What is required: Look in the data below for the line that contains "Mark the cabin window with a point.". Copy that line and the remaining lines exactly.

Begin

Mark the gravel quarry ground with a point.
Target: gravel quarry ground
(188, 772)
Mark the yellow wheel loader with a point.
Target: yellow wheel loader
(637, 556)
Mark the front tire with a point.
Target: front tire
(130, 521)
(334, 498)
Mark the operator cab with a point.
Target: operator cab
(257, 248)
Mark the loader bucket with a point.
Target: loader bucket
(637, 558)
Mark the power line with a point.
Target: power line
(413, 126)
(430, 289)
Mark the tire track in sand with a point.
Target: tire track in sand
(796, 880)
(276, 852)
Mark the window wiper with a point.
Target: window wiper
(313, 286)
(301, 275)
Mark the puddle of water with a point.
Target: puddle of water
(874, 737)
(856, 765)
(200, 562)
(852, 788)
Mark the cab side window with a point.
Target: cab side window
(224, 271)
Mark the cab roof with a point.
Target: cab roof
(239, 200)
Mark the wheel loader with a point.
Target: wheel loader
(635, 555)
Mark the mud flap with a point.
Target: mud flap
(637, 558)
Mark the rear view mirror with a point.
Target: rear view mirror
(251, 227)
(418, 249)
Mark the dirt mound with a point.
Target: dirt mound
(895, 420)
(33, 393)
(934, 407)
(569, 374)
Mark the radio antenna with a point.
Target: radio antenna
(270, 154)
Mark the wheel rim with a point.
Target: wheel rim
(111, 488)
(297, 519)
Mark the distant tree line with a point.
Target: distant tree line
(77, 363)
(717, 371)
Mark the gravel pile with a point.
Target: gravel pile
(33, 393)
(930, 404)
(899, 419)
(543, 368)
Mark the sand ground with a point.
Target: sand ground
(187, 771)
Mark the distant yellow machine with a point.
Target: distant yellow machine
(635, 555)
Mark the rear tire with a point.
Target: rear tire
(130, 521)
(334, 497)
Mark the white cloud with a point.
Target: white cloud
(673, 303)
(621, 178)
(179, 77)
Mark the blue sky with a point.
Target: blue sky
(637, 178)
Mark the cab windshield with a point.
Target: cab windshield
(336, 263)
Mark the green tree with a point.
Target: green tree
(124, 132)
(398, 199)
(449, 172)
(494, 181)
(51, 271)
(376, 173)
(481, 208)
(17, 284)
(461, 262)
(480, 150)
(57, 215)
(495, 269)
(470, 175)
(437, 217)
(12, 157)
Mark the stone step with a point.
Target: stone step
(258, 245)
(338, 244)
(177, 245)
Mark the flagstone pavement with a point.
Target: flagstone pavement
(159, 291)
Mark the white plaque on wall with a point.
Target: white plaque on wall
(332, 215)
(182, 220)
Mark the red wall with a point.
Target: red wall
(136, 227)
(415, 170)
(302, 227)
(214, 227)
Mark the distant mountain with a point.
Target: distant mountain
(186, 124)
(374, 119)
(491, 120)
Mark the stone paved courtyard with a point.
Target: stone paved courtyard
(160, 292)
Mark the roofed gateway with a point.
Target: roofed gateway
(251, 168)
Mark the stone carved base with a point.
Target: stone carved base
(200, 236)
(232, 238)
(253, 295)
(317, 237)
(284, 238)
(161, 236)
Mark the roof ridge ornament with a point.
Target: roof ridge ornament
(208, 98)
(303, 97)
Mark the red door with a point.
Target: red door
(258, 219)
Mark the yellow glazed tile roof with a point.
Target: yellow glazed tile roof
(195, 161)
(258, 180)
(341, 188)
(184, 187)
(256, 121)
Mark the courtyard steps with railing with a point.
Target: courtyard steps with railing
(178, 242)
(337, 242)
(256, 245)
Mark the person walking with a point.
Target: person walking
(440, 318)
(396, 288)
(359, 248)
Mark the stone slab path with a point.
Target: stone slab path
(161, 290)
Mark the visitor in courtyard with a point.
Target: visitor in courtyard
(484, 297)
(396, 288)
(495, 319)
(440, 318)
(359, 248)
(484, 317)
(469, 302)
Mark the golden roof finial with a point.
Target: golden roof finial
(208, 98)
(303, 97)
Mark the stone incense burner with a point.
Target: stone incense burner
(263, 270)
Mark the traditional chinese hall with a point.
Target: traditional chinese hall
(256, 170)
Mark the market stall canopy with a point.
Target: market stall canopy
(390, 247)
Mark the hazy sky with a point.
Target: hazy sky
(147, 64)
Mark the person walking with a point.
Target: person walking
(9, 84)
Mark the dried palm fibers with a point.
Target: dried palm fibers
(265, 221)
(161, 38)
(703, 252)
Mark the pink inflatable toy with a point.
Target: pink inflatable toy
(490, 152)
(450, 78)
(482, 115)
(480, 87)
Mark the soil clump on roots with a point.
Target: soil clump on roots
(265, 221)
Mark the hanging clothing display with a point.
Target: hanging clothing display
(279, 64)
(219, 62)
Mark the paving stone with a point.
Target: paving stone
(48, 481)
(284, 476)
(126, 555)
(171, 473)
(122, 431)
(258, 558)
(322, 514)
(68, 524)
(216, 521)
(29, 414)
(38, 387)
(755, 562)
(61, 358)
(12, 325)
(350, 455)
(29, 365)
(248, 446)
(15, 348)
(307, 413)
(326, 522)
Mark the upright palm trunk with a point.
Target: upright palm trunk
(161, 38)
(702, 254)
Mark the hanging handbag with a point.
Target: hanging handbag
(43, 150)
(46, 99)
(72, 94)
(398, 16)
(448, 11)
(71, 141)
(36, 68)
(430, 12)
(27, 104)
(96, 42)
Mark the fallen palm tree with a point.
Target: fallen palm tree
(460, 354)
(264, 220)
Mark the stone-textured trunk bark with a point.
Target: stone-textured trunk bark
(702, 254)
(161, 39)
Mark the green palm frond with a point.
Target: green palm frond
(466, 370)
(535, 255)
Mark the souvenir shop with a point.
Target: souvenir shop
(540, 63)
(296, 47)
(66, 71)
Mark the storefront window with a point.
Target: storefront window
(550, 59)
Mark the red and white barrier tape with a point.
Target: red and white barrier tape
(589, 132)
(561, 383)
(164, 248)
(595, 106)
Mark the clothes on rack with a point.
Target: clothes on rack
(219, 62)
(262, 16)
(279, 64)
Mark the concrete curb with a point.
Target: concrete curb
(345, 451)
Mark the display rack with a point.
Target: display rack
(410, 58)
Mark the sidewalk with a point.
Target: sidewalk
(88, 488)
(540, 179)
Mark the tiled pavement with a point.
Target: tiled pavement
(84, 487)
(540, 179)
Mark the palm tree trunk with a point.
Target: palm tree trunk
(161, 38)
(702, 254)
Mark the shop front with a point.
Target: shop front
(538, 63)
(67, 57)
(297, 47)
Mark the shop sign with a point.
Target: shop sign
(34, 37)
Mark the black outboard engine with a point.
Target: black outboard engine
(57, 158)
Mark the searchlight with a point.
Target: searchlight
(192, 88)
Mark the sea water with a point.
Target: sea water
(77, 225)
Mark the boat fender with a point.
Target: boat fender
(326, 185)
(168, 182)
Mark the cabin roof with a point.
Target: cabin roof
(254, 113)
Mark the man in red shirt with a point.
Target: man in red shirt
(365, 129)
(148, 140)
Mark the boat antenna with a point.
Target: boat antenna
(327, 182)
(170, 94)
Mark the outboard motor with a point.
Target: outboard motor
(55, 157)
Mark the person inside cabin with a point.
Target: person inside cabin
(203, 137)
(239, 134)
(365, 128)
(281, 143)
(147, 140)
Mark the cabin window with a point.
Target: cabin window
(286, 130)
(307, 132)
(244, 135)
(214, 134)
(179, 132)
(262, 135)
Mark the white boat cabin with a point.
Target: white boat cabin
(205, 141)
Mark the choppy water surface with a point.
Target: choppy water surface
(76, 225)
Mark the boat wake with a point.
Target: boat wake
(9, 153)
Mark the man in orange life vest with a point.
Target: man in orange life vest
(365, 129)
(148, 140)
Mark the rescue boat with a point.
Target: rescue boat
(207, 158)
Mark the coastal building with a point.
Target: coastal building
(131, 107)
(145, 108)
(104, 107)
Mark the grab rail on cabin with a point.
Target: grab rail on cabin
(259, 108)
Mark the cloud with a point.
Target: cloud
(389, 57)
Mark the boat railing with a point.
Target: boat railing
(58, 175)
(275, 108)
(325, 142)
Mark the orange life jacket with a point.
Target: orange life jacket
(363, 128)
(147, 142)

End

Output of the exercise:
Mark the cabin window with a point.
Target: cabin window
(286, 130)
(307, 132)
(244, 135)
(214, 134)
(179, 132)
(262, 135)
Mark the white boat cabin with a point.
Target: white boat cabin
(205, 141)
Mark the choppy water surface with a point.
Target: choppy water surface
(76, 225)
Mark the boat wake with a point.
Target: boat wake
(9, 153)
Mark the man in orange life vest with a point.
Target: man in orange life vest
(365, 129)
(148, 140)
Mark the rescue boat with a point.
Target: rescue boat
(207, 158)
Mark the coastal building with a point.
Target: coastal building
(131, 107)
(145, 108)
(104, 107)
Mark the grab rail on cabin with a point.
Target: grab rail on cabin
(259, 108)
Mark the cloud with a point.
Target: cloud
(389, 57)
Mark the boat railing with a point.
Target: boat railing
(58, 175)
(275, 108)
(325, 142)
Mark the orange life jacket with a point.
Target: orange life jacket
(363, 128)
(147, 142)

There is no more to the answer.